__Given instruction__
All the data should be repeated exactly. Any image in it is left out.

★ ★ ★ ★

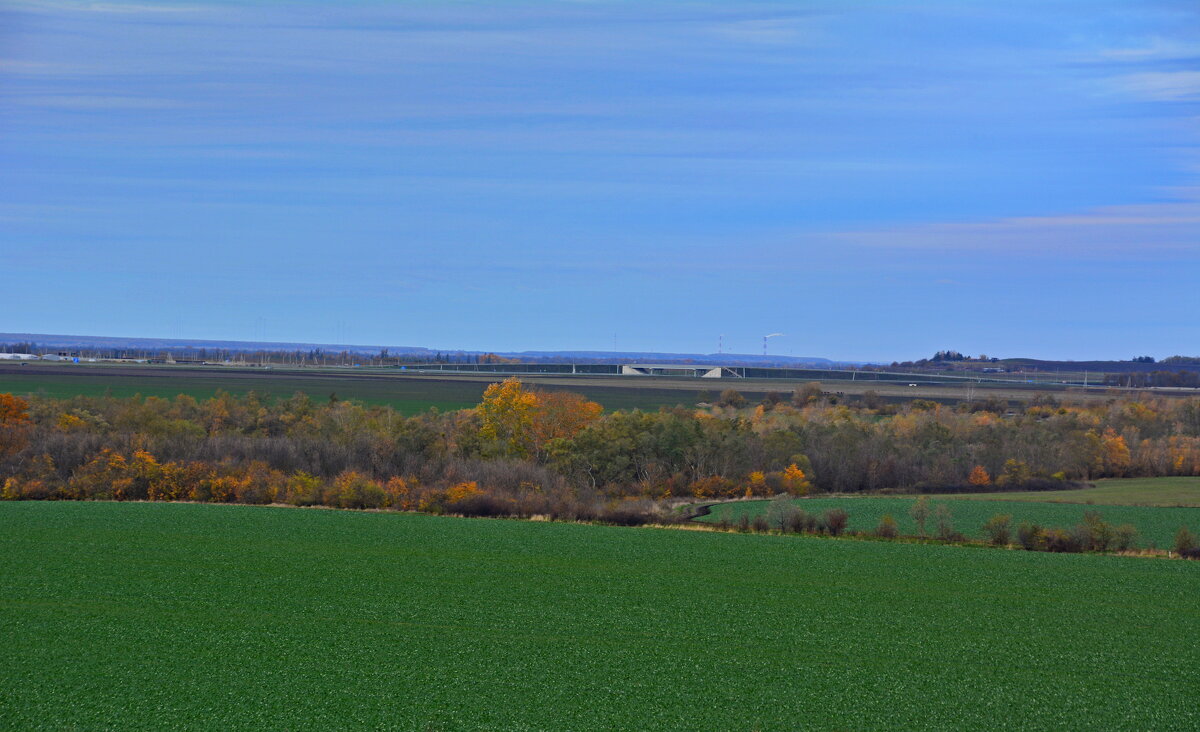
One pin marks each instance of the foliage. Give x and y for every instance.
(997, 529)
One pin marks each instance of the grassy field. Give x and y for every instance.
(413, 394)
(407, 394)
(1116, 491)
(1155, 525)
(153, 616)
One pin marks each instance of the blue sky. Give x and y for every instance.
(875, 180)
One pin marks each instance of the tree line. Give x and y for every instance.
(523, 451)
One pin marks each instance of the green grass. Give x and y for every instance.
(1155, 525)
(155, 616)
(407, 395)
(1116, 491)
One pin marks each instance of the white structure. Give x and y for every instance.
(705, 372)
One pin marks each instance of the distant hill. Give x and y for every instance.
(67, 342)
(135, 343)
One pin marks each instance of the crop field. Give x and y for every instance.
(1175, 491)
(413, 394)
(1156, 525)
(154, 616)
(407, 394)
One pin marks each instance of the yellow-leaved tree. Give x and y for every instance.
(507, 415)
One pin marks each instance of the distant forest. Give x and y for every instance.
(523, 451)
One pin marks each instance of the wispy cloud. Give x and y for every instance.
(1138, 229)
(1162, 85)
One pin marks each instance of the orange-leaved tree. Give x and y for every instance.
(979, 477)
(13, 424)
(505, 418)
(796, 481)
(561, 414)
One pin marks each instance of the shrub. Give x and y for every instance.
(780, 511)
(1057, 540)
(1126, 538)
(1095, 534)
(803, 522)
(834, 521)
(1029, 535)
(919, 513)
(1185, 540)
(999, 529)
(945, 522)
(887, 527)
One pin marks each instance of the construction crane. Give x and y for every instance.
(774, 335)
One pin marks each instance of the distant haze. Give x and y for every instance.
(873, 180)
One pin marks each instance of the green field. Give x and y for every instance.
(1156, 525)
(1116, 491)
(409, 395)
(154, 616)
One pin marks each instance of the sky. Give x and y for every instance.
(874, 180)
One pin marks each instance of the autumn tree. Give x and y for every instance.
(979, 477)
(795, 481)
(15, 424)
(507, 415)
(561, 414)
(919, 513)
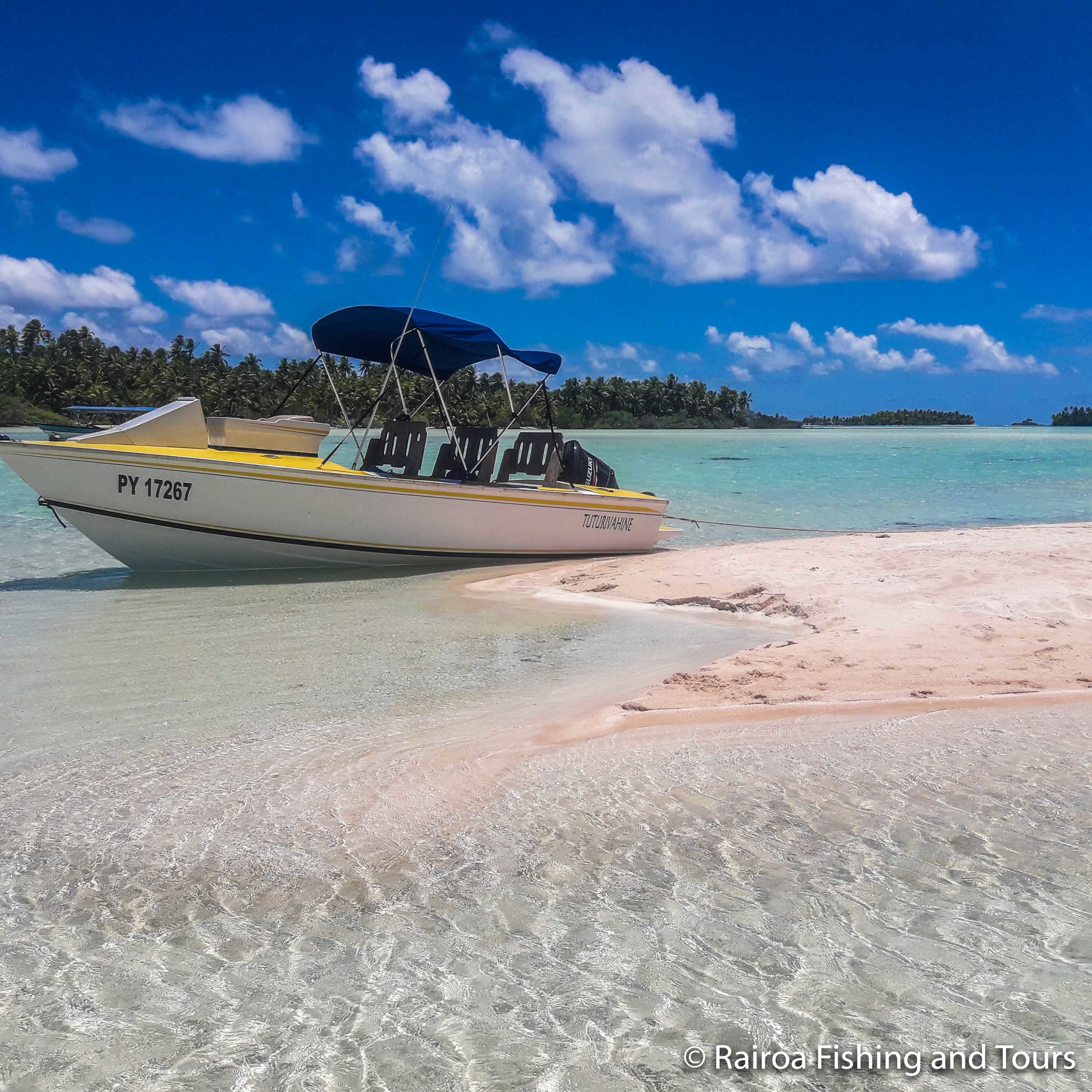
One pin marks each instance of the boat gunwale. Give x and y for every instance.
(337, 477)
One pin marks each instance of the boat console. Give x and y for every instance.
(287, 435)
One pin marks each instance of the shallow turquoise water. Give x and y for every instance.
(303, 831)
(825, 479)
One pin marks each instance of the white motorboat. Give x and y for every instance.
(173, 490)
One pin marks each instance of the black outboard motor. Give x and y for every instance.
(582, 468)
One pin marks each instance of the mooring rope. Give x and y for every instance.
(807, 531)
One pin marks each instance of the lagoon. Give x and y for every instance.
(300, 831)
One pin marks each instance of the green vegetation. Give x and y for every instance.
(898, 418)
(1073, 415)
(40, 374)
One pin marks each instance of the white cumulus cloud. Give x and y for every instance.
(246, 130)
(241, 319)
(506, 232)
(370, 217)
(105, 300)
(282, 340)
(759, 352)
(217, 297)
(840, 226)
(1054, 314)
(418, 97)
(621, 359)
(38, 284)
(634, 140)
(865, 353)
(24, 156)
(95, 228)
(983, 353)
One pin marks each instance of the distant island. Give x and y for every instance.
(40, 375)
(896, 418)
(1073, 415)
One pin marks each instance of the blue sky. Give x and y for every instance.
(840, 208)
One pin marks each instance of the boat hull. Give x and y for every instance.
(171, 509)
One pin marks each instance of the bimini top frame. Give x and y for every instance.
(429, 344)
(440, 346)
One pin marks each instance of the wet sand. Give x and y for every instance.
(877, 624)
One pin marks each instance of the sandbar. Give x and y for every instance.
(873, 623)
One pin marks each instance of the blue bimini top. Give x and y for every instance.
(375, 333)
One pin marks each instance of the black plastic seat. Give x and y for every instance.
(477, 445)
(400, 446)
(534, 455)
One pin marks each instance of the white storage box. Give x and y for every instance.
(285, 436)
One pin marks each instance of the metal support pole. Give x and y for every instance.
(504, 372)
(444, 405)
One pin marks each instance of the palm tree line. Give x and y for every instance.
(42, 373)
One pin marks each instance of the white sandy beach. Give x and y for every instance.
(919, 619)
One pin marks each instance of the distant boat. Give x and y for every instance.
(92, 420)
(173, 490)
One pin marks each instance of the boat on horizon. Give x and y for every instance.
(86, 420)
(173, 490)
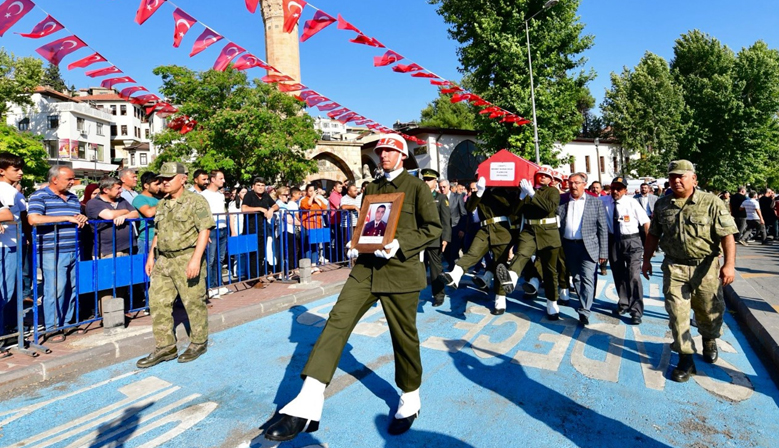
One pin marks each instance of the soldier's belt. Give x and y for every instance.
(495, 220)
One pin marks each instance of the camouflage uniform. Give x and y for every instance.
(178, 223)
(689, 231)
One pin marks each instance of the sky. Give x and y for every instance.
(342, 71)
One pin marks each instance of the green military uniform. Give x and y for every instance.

★ ★ ★ ★

__Response to this task__
One pin marks each instance of the foliage. Give x and y for every instance.
(997, 529)
One pin marks each instance of the grassy field. Give x and y for every instance.
(413, 394)
(407, 394)
(1116, 491)
(1155, 525)
(153, 616)
One pin marks each instance of the blue sky. Give x and y for every instance.
(875, 180)
One pin marks each instance of the tree line. Give x and y for every instance.
(523, 451)
One pin marks each instance of the green grass. Give x and y for every instance.
(1155, 525)
(155, 616)
(407, 395)
(1116, 491)
One pin marks each instance of the white structure. Give x and y for every instance.
(705, 372)
One pin marks each instance of the distant hill. Give x and y for every instance.
(67, 342)
(135, 343)
One pin marks each instance of the crop field. Give x and y for every instance.
(1175, 491)
(413, 394)
(1156, 525)
(154, 616)
(407, 394)
One pin marks each instance of the yellow-leaved tree. Give x and y for every instance.
(507, 415)
One pin marks each instance of the distant forest. Give x and y for every instance.
(523, 451)
One pin marks each instance of the wispy cloud. Give x and y for every instance.
(1138, 229)
(1162, 85)
One pin marks each instance of the orange-leaved tree. Give x and y for every instance.
(979, 477)
(13, 424)
(505, 418)
(796, 481)
(561, 414)
One pin marks each instance of the shrub. Give x and y for every instance.
(780, 511)
(1057, 540)
(1126, 538)
(1095, 534)
(803, 522)
(834, 521)
(1029, 535)
(919, 513)
(1185, 540)
(999, 529)
(945, 522)
(887, 527)
One pin marks each instance of the construction crane. Give x and y for every instance.
(774, 335)
One pin marks each instance of the distant haze. Give x and y for every instance.
(873, 180)
One pin marks each instance of the green field. Give x and y for every instance.
(1156, 525)
(1116, 491)
(409, 395)
(154, 616)
One pin marks each instance of the sky. Give x and y for every instance.
(874, 180)
One pin marks each instance of the autumn tree. Give x and y for every instance.
(979, 477)
(795, 481)
(15, 424)
(507, 415)
(561, 414)
(919, 513)
One pin marks each instance of the boat gunwale. Give x and y for every instance.
(337, 477)
One pin marks each instance of the boat console. Give x and y for every instance.
(287, 435)
One pin marks each instance of the shallow turquoise water. Give x and y for every instance.
(303, 831)
(825, 479)
One pin marks each instance of the white motorboat. Give x and y for every instance.
(173, 490)
One pin marks each instance of the black outboard motor. Give x and y for every instance.
(582, 468)
One pin marks each instance of the mooring rope. Give x and y for every instance.
(807, 531)
One pin marks each instance of the lagoon. Give x and y for every instance.
(300, 831)
One pin marks each instance of the green vegetation. Give x and y for every instance.
(898, 418)
(1073, 415)
(40, 374)
One pin marks each instance of the white cumulus cloud. Give x and y for every instance.
(246, 130)
(241, 319)
(506, 232)
(370, 217)
(105, 300)
(282, 340)
(759, 352)
(217, 297)
(840, 226)
(1054, 314)
(418, 97)
(621, 359)
(38, 284)
(634, 140)
(865, 353)
(24, 156)
(95, 228)
(983, 353)
One pin marks each instance of the distant island. Give x and y for every instance.
(40, 375)
(896, 418)
(1073, 415)
One pin marks each instance of the blue sky. Give x and y for every instance.
(840, 208)
One pin marks each instance of the boat hull. Give x and y for every instance.
(171, 509)
One pin marks each instance of the bimini top frame. Give x and y for every instance.
(429, 344)
(440, 346)
One pin marks each instance of the wet sand. Give x and y for every instance.
(877, 624)
One pin marks each instance of the sandbar. Give x and y for every instance.
(873, 623)
One pin marks each instance of the blue bimini top. Give x and y for every instance.
(375, 333)
One pin marks each instance of the black plastic seat. Give x and y for every instance.
(477, 445)
(400, 446)
(534, 455)
One pin marks each instance of the white storage box. Give x and y for every instance.
(285, 436)
One pin marks each instance of the metal support pole. Give x and y for every instance.
(504, 372)
(444, 405)
One pin marks each instance of the palm tree line. Give x and y for every instance.
(42, 373)
One pin marks each instance of the white sandy beach. Give x and y for every instance.
(919, 619)
One pin marks each instance of the distant boat. Give x and y for every instance.
(92, 420)
(173, 490)
One pin marks each instance of the boat on horizon. Give x and y for every instance.
(86, 420)
(173, 490)
One pin marks each instance of the soldier's belt. Give x and y for every instance.
(495, 220)
One pin marks each instance of the camouflage uniform. Give x and y for every instance.
(178, 223)
(689, 231)
One pin marks each instance of the sky. Give x and y for every instance.
(342, 71)
One pin marks each instance of the green military uniform. Give x and y for every instance.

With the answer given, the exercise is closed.